The 2008 election was the last to use the eight district boundaries created by the 2000 Redistricting Commission for the odd numbered districts. Seats in districts 1, 3, 5, and 7 were up for election.

Prior to 2008, there had been two openly gay members of the San Diego City Council: Christine Kehoe and Toni Atkins, both from the Third District. In the June primary for District 5, Carl DeMaio, a Republican, won a majority of the vote to become San Diego's first openly gay man and gay Republican elected to city council (after Christine Kehoe and Toni Atkins, both lesbians and Democrats). In the November general election, Todd Gloria, joined him, resulting in the first occasion that two openly gay council members served concurrently.

== Results ==
=== District 1 ===
District 1 consisted of the communities of Black Mountain Ranch, Carmel Valley, Del Mar Mesa, La Jolla, Pacific Highlands Ranch, Rancho Peñasquitos, Torrey Highlands,
Torrey Hills, Torrey Pines, and University City. Incumbent council member Scott Peters was ineligible to run due to term limits. After advancing out of the primary with a plurality of the vote Sherri Lightner was elected with a majority of the vote in the general election.

San Diego City Council District 1 election, 2008
Primary election
| Party |  | Candidate | Votes | % |
|  | Democratic | Sherri Lightner | 12,708 | 36.56 |
|  | Republican | Phil Thalheimer | 11,777 | 33.88 |
|  | Republican | Marshall Merrifield | 10,278 | 29.57 |
| Total votes |  |  | 34,763 | 100 |
General election
|  | Democratic | Sherri Lightner | 40,282 | 51.80 |
|  | Republican | Phil Thalheimer | 37,360 | 48.20 |
| Total votes |  |  | 77,855 | 100 |

=== District 3 ===
District 3 consisted of the communities of Balboa Park, City Heights, Golden Hill, Hillcrest, Kensington, Normal Heights, North Park, South Park, Talmadge, and University Heights. Incumbent council member Toni Atkins was ineligible to run for reelection due to term limits. After advancing out of the primary with a plurality of the vote Todd Gloria was elected with a majority of the vote in the general election.

(Saved entries)
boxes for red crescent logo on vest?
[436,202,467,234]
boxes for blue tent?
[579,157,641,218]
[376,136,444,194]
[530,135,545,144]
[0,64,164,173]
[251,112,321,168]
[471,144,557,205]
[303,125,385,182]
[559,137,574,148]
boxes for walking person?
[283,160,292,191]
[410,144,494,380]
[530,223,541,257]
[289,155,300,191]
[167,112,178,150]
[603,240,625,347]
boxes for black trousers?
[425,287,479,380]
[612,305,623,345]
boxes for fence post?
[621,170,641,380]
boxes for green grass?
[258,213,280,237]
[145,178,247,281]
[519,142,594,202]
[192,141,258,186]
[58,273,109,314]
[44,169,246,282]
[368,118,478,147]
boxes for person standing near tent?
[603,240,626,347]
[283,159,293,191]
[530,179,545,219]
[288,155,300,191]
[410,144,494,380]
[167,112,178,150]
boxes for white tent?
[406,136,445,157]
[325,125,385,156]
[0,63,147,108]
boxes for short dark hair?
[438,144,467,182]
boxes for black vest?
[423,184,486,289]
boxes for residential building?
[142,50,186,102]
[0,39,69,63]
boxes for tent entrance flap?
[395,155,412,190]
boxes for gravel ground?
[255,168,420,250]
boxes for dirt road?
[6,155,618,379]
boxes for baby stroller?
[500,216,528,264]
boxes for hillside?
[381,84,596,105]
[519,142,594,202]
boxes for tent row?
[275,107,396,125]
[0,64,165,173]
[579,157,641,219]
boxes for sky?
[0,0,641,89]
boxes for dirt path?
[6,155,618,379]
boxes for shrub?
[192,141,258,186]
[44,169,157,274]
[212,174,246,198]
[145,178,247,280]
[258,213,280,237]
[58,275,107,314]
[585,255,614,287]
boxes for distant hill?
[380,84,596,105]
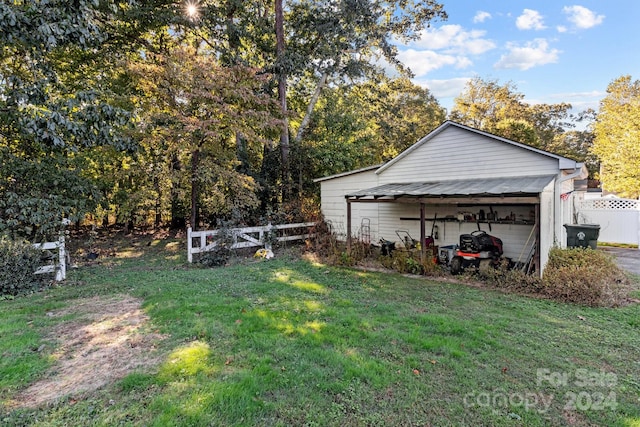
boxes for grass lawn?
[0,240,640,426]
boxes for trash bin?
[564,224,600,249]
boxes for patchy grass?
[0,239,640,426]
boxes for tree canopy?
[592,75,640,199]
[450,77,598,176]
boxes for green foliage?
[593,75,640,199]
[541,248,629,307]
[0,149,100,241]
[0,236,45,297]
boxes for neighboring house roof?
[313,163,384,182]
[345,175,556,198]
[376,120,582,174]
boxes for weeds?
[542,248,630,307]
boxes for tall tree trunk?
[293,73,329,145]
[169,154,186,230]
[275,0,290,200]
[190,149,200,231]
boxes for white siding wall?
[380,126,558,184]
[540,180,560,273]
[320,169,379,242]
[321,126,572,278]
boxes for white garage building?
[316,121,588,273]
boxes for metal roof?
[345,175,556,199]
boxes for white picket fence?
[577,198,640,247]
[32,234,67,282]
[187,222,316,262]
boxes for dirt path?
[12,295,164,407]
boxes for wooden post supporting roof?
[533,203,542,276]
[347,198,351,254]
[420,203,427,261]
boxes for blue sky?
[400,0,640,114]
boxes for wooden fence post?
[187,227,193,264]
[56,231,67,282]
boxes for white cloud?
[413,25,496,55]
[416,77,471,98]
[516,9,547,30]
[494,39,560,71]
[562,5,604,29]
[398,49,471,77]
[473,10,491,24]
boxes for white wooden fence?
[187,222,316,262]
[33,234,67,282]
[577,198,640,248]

==

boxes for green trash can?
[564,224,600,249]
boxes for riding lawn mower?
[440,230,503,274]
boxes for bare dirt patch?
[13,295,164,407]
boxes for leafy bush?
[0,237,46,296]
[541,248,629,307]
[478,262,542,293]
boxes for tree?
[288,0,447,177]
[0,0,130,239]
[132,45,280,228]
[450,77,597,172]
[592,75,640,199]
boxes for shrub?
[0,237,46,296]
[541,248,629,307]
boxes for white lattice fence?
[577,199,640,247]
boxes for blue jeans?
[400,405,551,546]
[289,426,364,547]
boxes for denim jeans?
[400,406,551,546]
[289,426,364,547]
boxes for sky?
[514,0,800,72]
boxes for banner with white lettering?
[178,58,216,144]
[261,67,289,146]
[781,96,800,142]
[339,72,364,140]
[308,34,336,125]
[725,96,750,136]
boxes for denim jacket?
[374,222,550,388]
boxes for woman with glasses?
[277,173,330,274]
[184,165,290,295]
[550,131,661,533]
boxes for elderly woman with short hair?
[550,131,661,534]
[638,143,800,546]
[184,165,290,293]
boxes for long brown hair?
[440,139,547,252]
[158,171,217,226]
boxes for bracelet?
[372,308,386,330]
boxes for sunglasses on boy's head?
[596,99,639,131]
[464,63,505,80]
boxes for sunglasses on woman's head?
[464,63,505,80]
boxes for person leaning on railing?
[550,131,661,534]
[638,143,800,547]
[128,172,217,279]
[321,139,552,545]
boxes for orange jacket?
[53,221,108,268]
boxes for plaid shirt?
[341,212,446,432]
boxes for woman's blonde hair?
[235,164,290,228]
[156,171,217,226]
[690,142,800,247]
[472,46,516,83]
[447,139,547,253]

---

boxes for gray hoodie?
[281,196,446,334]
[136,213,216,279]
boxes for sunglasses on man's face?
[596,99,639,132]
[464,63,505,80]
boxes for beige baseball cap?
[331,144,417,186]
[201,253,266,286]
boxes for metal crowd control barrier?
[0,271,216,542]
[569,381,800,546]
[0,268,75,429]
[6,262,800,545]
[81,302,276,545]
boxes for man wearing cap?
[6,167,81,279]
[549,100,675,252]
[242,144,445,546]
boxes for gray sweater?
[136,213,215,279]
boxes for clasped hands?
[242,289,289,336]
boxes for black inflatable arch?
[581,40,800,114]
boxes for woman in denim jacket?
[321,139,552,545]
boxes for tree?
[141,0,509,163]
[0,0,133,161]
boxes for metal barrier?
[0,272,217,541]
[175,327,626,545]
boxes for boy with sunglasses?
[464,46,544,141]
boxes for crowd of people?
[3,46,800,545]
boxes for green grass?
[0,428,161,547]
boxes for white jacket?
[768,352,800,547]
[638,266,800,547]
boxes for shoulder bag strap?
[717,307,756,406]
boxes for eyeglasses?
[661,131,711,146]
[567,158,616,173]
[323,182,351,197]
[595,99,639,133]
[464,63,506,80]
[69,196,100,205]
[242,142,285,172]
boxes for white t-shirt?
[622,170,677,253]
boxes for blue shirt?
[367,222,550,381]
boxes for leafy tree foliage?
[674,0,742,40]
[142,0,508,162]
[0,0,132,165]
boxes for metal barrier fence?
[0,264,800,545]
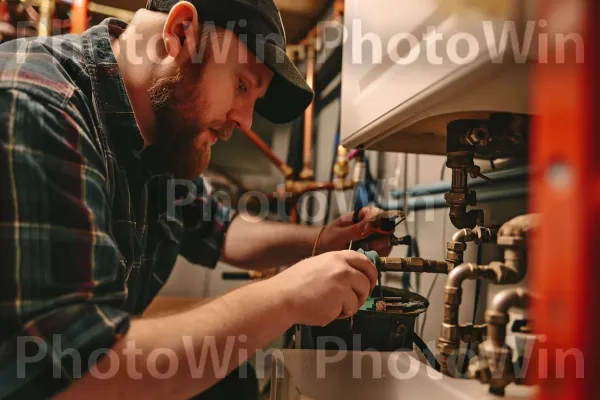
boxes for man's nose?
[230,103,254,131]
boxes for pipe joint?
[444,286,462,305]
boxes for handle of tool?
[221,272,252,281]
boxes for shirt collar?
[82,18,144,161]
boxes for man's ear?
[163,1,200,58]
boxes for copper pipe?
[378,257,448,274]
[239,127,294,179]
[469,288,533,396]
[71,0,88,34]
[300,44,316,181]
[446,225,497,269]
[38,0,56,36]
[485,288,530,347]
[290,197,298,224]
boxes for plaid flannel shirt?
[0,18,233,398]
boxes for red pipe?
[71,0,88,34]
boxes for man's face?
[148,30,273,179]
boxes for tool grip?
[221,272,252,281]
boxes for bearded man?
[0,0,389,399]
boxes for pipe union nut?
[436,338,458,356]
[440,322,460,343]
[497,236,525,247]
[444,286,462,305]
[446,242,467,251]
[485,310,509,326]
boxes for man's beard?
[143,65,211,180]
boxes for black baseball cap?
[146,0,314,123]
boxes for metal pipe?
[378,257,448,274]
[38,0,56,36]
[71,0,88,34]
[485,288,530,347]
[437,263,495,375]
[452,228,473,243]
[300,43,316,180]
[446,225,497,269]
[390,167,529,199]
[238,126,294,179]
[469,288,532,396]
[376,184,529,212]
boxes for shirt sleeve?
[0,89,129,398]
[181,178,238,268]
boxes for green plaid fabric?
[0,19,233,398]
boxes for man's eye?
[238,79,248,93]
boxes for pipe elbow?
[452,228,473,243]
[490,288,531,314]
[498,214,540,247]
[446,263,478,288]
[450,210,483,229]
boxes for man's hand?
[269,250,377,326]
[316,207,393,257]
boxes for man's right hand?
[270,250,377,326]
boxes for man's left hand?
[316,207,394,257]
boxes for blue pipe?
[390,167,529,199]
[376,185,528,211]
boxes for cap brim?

REQUIRED ACTIONS:
A. According to the text on the 2008 San Diego City Council election, which districts had seats up for election?
B. Retype the text on the 2008 San Diego City Council election, starting with "The 2008 election" and going on through "up for election.".
C. Extend the text on the 2008 San Diego City Council election from where it stops.

TASK ANSWERS:
A. Districts 1, 3, 5, and 7.

B.
The 2008 election was the last to use the eight district boundaries created by the 2000 Redistricting Commission for the odd numbered districts. Seats in districts 1, 3, 5, and 7 were up for election.

C.
San Diego City Council District 3 election, 2008
Primary election
| Party |  | Candidate | Votes | % |
|  | Democratic | Todd Gloria | 9,288 | 40.64 |
|  | Democratic | Stephen Whitburn | 6,543 | 28.63 |
|  | Democratic | John Hartley | 4,018 | 17.58 |
|  | Nonpartisan | Paul Broadway | 1,428 | 6.25 |
|  | Nonpartisan | Robert E. Lee | 840 | 3.68 |
|  | Nonpartisan | James Hartline | 739 | 3.23 |
| Total votes |  |  | 22,856 | 100 |
General election
|  | Democratic | Todd Gloria | 27,922 | 54.60 |
|  | Democratic | Stephen Whitburn | 23,191 | 45.40 |
| Total votes |  |  | 51,398 | 100 |

=== District 5 ===
District 5 consisted of the communities of Carmel Mountain Ranch, Mira Mesa, Rancho Bernardo, Sabre Springs, Scripps Ranch, and San Pasqual. Incumbent council member Brian Maienschein was ineligible to run for reelection due to term limits. Carl DeMaio was elected with the majority of the vote in the primary election.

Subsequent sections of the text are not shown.